[[ Recorded information open ]]

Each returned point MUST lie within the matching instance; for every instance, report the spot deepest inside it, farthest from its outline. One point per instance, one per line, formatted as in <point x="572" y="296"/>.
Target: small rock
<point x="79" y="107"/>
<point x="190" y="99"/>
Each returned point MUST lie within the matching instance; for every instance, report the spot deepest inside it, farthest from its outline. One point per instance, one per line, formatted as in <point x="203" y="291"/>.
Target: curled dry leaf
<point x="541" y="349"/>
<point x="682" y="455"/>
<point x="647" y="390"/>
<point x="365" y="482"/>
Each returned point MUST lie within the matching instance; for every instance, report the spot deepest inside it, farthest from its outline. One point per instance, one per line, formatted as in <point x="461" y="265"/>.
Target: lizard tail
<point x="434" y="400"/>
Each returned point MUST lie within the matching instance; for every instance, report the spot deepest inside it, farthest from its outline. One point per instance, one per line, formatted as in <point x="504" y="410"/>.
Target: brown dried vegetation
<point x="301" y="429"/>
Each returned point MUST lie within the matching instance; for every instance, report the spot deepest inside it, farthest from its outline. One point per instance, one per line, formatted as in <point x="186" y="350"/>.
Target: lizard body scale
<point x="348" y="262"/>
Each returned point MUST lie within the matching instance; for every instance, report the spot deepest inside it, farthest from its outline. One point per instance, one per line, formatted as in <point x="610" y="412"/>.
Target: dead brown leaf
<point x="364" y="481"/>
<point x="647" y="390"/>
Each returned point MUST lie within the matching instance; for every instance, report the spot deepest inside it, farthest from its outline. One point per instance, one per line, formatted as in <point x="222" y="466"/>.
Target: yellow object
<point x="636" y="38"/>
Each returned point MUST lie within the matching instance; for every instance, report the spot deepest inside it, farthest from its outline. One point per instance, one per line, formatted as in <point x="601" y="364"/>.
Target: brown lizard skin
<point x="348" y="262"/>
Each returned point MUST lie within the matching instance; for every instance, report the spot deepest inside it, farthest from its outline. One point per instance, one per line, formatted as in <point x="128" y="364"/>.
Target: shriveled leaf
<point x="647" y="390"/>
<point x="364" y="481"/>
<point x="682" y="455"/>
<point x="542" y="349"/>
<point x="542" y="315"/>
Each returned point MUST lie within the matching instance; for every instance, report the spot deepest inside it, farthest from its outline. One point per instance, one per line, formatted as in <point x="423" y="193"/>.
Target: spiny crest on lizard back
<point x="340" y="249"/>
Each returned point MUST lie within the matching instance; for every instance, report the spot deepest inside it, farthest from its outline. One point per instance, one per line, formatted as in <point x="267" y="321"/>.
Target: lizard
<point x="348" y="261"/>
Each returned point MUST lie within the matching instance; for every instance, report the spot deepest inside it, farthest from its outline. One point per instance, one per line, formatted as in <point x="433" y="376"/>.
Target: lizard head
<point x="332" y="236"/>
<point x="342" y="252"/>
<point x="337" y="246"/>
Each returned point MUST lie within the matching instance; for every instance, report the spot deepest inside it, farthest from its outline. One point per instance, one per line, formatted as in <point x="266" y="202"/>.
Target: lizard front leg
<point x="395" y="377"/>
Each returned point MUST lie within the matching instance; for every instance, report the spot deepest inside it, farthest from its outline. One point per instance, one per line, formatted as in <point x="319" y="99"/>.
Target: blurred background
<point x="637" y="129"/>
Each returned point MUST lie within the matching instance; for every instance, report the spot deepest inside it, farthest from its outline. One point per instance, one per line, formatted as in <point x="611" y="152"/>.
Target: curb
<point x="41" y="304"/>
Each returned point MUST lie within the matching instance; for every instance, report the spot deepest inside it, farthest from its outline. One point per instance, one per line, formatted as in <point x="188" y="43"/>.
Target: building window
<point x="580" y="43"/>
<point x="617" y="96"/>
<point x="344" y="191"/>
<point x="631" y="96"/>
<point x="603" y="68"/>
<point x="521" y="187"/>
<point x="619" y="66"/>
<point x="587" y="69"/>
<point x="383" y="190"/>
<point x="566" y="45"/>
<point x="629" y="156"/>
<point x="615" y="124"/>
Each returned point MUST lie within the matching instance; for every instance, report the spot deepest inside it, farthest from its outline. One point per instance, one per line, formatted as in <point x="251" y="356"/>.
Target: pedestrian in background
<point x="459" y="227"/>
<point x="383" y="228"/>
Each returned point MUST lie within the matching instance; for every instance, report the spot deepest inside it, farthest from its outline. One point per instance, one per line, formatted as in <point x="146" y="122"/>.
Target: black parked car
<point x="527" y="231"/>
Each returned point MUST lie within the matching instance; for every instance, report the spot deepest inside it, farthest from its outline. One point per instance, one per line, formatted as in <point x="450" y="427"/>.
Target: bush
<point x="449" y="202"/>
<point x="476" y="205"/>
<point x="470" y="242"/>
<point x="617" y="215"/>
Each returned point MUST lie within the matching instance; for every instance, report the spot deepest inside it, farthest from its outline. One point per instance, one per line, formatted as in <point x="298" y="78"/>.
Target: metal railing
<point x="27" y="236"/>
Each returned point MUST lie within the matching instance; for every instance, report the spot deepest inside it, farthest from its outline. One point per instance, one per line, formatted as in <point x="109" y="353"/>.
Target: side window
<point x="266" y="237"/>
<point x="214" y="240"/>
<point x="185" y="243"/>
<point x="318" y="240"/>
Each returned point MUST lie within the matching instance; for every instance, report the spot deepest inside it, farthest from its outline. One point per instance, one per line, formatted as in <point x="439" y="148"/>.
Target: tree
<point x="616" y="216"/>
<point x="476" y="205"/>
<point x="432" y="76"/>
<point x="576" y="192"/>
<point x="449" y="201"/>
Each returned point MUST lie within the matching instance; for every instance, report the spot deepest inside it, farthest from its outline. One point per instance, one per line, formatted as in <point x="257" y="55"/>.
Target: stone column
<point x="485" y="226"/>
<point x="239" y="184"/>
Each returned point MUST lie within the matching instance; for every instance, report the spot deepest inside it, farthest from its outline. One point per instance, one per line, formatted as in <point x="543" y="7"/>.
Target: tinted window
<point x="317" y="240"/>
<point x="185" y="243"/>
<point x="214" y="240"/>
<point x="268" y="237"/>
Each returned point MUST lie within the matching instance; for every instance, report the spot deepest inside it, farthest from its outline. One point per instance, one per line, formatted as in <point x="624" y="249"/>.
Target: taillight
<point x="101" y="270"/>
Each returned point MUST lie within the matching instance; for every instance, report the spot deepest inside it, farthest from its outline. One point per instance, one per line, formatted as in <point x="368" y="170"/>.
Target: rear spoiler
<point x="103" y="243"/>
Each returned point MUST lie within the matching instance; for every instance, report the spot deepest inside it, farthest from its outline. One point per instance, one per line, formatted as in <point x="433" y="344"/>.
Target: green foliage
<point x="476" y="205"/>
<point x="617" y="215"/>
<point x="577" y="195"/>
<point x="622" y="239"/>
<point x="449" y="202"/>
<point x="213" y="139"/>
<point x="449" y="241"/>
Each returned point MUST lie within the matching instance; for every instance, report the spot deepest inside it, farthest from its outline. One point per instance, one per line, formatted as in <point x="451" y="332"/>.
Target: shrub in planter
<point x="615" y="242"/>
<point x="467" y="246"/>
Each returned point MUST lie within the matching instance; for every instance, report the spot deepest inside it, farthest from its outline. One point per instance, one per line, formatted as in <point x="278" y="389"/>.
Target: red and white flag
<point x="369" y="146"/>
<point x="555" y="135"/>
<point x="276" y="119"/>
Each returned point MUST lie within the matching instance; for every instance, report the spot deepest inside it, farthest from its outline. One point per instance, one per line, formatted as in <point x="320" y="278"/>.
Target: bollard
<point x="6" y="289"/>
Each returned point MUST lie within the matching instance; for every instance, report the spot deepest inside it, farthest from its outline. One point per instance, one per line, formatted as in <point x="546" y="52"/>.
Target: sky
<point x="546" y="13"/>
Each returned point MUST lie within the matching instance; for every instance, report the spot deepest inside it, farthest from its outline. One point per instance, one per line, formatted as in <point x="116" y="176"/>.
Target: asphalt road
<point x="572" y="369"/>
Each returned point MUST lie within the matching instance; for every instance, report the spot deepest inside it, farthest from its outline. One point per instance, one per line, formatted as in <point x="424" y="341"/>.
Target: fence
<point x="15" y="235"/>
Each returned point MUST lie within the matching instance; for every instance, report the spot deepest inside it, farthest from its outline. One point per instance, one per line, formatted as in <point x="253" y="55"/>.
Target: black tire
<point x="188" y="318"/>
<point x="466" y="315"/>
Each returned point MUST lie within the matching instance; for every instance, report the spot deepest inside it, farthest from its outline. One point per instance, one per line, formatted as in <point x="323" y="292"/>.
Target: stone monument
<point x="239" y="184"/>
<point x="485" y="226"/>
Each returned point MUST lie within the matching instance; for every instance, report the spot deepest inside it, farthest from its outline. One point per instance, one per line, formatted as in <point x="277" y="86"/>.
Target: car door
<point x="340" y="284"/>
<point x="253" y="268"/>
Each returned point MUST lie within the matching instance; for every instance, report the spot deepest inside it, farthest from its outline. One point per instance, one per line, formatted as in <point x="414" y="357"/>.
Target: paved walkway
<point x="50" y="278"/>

[[ Recorded information closed ]]

Work task: Output only the lines from the one holding "Target: fence" through the last line above, exactly as they appear.

Task output:
Target: fence
<point x="15" y="235"/>
Each returned point MUST lie within the matching instance; for every instance, report the spot deepest inside it, farthest from its outline. One point per instance, one per line, formatted as in <point x="253" y="55"/>.
Target: black tire
<point x="188" y="318"/>
<point x="466" y="315"/>
Each returned point MUST lie within the matching instance; for every instance, report the spot deepest inside it, farthest from its outline. One point per instance, one per line, formatted as in <point x="323" y="292"/>.
Target: stone monument
<point x="239" y="184"/>
<point x="485" y="226"/>
Each returned point MUST lie within the matching instance; for every instance, report the spot deepest inside it, farthest from its outline. One point per instance, one per line, formatted as in <point x="277" y="86"/>.
Target: car door
<point x="340" y="284"/>
<point x="253" y="268"/>
Each returned point MUST lie within the matching instance; for every instance, report the spot deepest inside it, farthest from its outline. One point per instance, one per line, formatted as in <point x="414" y="357"/>.
Target: paved walkway
<point x="50" y="278"/>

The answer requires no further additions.